**Task instructions**
Which JPEG formats or work items are named in the text on JPEG and DNA-based storage?

In digital media information, notably images, the relevant representation symbols, e.g. quantized DCT coefficients, are expressed in bits (i.e., binary units) but they could be expressed in any other units, for example the DNA units which follow a 4-ary representation basis. This would mean that DNA molecules may be created with a specific DNA units’ configuration which stores some media representation symbols, e.g. the symbols of a JPEG image, thus leading to DNA-based media storage as a form of molecular data storage. JPEG standards have been used in storage and archival of digital pictures as well as moving images. While the legacy JPEG format is widely used for photo storage in SD cards, as well as archival of pictures by consumers,  JPEG 2000 as described in ISO/IEC 15444 is used in many archival applications, notably for preservation of cultural heritage in form of visual data as pictures and video in digital format. This puts the JPEG Committee in a unique position to address the challenges in DNA-based storage by creating a standard image representation and coding for such applications. To explore the latter, an AHG has been established. Interested parties are invited to join the above AHG through the following URL: http://listregistration.jpeg.org.

JPEG AI

At the 88th meeting, the submissions to the Call for Evidence were reported and analysed. Six submissions were received in response to the Call for Evidence made in coordination with the IEEE MMSP 2020 Challenge. The submissions along with the anchors were already evaluated using objective quality metrics. Following this initial process, subjective experiments have been designed to compare the performance of all submissions. Thus, during this meeting, the main focus of JPEG AI was on the presentation and discussion of the objective performance evaluation of all submissions as well as the definition of the methodology for the subjective evaluation that will be made next.

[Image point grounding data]
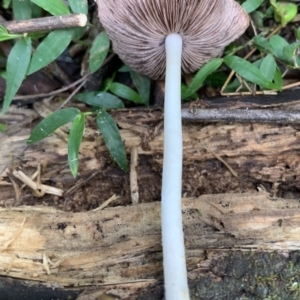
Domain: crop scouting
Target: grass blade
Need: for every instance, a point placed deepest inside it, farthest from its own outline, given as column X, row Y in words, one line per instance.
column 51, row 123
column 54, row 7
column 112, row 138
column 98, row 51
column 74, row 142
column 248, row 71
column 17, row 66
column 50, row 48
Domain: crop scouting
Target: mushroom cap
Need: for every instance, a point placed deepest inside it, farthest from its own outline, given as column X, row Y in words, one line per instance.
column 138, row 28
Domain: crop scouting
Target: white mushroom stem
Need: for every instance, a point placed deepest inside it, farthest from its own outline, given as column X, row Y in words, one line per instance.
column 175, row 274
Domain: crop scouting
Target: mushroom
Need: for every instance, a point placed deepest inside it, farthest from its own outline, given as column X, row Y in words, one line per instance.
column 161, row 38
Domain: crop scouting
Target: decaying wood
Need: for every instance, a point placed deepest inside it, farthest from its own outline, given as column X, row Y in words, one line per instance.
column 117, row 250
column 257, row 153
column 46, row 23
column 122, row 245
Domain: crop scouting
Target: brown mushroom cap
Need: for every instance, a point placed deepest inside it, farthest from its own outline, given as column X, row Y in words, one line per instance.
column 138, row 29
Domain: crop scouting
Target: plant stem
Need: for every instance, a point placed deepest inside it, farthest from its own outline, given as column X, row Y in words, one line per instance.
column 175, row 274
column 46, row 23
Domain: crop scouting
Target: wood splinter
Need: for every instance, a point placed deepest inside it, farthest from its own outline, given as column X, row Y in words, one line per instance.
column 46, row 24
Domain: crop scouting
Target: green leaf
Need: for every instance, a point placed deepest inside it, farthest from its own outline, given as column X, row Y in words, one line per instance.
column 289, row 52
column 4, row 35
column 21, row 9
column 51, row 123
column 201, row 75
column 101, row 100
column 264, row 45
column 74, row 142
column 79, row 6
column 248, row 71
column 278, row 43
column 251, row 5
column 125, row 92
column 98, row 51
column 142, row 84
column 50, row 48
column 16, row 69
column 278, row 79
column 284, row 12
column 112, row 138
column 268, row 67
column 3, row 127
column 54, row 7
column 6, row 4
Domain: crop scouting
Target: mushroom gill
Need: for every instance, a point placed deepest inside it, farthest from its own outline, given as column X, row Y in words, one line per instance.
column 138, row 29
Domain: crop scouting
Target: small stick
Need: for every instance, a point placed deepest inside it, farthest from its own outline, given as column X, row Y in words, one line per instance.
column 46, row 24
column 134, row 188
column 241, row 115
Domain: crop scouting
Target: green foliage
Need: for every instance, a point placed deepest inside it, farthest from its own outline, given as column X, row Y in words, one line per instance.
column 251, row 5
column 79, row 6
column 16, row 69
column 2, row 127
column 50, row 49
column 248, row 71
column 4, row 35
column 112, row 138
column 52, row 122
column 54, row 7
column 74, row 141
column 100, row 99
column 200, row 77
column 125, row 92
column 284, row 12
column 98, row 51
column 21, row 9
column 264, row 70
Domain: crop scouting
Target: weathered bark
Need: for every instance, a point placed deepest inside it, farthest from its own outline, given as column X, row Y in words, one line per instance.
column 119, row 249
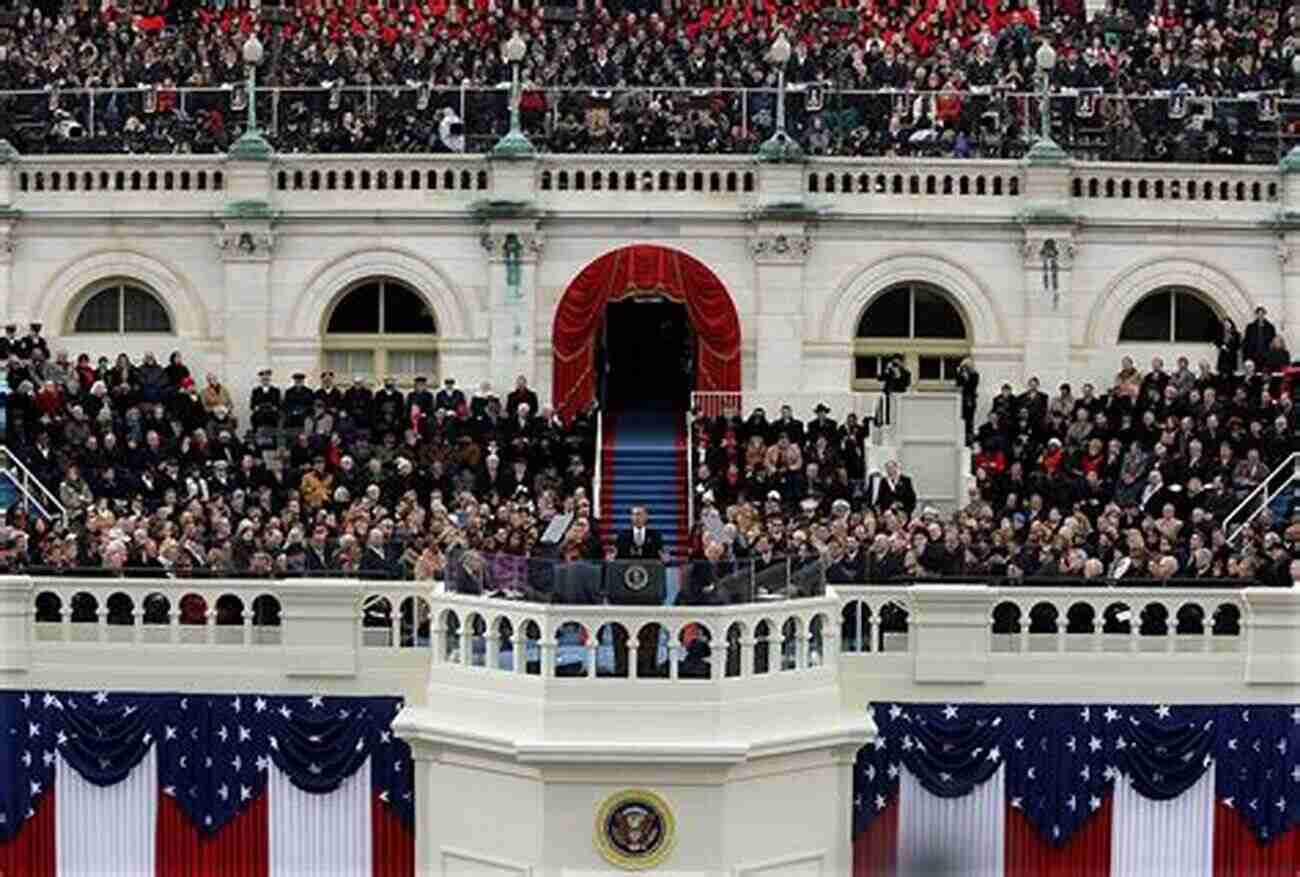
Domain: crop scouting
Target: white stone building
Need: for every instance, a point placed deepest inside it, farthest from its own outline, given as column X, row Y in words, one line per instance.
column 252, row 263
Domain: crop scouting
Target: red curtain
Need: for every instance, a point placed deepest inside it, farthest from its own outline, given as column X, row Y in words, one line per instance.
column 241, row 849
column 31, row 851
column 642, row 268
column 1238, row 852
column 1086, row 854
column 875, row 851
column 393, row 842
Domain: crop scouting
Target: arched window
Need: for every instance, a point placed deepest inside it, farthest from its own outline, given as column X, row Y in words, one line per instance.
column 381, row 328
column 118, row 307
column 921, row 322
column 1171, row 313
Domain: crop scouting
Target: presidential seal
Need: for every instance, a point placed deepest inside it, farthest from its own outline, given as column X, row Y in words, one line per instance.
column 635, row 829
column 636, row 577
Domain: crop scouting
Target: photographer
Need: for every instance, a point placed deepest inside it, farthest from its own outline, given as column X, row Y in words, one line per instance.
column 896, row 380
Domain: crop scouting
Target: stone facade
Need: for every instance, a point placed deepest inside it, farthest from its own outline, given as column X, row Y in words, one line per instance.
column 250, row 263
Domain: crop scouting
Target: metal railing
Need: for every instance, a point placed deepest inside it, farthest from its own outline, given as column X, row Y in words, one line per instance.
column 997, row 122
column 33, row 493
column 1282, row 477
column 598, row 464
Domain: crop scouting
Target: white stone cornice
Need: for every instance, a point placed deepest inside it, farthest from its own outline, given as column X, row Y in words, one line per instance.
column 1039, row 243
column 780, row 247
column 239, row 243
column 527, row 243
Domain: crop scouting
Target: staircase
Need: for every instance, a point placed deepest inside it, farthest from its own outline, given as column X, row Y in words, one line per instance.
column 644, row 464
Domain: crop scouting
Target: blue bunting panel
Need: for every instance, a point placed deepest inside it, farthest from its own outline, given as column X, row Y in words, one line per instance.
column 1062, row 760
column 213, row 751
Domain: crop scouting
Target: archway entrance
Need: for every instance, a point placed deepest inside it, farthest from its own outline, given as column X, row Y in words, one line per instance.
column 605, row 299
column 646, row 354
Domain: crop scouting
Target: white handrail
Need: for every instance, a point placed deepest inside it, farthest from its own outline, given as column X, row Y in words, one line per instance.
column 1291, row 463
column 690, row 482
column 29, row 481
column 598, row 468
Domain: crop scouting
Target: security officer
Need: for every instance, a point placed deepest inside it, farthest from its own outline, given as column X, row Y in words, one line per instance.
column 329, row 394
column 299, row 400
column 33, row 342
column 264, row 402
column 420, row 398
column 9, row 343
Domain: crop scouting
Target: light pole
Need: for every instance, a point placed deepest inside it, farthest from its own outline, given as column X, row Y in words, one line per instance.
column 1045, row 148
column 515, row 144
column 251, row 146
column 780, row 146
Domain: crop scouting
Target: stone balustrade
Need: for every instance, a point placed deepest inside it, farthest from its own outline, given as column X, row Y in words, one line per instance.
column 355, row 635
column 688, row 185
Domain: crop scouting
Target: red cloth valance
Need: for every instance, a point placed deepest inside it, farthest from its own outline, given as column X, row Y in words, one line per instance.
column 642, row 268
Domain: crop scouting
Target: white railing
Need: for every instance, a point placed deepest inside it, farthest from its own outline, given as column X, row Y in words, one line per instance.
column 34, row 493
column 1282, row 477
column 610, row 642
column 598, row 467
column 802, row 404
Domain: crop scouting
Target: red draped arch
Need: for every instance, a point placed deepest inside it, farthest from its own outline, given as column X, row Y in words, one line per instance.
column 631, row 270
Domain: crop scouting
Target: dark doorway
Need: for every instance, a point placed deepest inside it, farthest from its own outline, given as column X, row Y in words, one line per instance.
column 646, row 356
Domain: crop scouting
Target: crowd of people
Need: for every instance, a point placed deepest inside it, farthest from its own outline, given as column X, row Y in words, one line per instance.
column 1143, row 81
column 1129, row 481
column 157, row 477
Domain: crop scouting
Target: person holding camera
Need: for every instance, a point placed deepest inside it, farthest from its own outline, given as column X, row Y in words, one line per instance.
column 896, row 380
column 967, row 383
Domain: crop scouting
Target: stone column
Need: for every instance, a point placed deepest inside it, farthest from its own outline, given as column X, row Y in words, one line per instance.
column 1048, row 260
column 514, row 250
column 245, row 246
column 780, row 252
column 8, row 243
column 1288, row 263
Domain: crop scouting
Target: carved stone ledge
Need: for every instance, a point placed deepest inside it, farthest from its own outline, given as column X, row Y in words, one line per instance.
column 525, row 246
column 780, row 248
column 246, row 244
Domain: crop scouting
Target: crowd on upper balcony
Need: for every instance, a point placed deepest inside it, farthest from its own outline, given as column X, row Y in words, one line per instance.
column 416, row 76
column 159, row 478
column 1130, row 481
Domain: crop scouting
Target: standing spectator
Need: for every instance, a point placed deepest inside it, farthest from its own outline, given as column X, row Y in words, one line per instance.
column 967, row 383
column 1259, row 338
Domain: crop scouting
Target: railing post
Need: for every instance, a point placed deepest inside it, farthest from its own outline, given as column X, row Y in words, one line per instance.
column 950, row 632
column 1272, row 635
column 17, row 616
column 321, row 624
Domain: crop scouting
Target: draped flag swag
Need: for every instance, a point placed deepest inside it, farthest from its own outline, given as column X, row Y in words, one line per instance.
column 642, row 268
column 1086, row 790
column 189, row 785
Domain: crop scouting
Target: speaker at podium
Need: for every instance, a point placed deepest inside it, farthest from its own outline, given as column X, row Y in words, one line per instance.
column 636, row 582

**Your response**
- Legacy JPEG format
- JPEG 2000 (ISO/IEC 15444)
- JPEG AI